## Page text
—————
In the run up to our 2016 awards, we sat down with our finalists to gain an insight into their career journeys. Discover more as Miss Samantha Tross shares her journey to becoming the first female Afro-Caribbean Orthopedic Consultant surgeon:
- Can you tell us how your medical entrepreneurial journey started?
My journey began with my childhood dream to become a surgeon one day. I was fortunate to have supportive parents and to grow up in a country (Guyana), where it was commonplace to see people in positions of authority. Throughout my schooling, I worked towards this goal, remaining focused on its achievement. Quite why I decided to go into Medicine I am not sure. As a child I saw my grandmother and great Aunt die at my home and maybe that impacted on me. I decided to pursue Orthopedic surgery because the first female surgeon I saw was an Orthopedic surgeon, the specialty interested me, suited my personality and of all the surgical specialties, the Orthopedic surgeons were the most supportive and fun.
- You’ve been in the medical field for over 11 years, what would you say is the key to your longevity in the industry?
Medicine is a vocation in which historically most people who entered, stayed. Sadly, this may not be the case for future generations. The ever evolving specialty and the opportunity to have a profound positive impact on people’s lives keeps me interested and stimulated.
—————
(Saved entries)
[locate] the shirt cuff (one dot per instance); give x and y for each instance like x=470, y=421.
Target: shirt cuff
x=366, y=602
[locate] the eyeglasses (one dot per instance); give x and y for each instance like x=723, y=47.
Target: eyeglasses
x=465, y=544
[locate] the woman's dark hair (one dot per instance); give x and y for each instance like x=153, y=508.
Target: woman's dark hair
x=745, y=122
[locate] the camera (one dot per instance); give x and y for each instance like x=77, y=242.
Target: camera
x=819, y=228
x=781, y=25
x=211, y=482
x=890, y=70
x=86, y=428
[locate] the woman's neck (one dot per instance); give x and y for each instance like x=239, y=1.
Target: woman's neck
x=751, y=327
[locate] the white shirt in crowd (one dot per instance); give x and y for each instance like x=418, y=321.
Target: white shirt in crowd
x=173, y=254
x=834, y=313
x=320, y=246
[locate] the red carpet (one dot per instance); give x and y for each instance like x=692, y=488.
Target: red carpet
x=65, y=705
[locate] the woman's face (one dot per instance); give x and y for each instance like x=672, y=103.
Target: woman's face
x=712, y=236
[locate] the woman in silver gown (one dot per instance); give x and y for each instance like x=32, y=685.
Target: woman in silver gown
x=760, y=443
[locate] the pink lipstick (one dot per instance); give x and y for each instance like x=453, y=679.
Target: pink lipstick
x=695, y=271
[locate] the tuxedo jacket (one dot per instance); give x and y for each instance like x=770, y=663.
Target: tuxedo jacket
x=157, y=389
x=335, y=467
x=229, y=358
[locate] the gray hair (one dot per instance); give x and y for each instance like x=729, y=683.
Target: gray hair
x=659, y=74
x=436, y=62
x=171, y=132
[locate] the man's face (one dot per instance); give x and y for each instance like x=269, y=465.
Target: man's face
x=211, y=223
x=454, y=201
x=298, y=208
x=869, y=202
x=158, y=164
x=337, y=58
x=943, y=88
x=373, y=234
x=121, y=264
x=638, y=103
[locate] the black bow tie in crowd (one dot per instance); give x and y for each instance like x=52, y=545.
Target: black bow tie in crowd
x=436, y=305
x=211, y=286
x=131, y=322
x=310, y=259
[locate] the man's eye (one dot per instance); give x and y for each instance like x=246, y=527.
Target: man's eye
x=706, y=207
—————
## Exercise description
Reproduce the surgeon interview word for word, everything from "- You’ve been" down to "interested and stimulated.".

## Response
- You’ve been in the medical field for over 11 years, what would you say is the key to your longevity in the industry?
Medicine is a vocation in which historically most people who entered, stayed. Sadly, this may not be the case for future generations. The ever evolving specialty and the opportunity to have a profound positive impact on people’s lives keeps me interested and stimulated.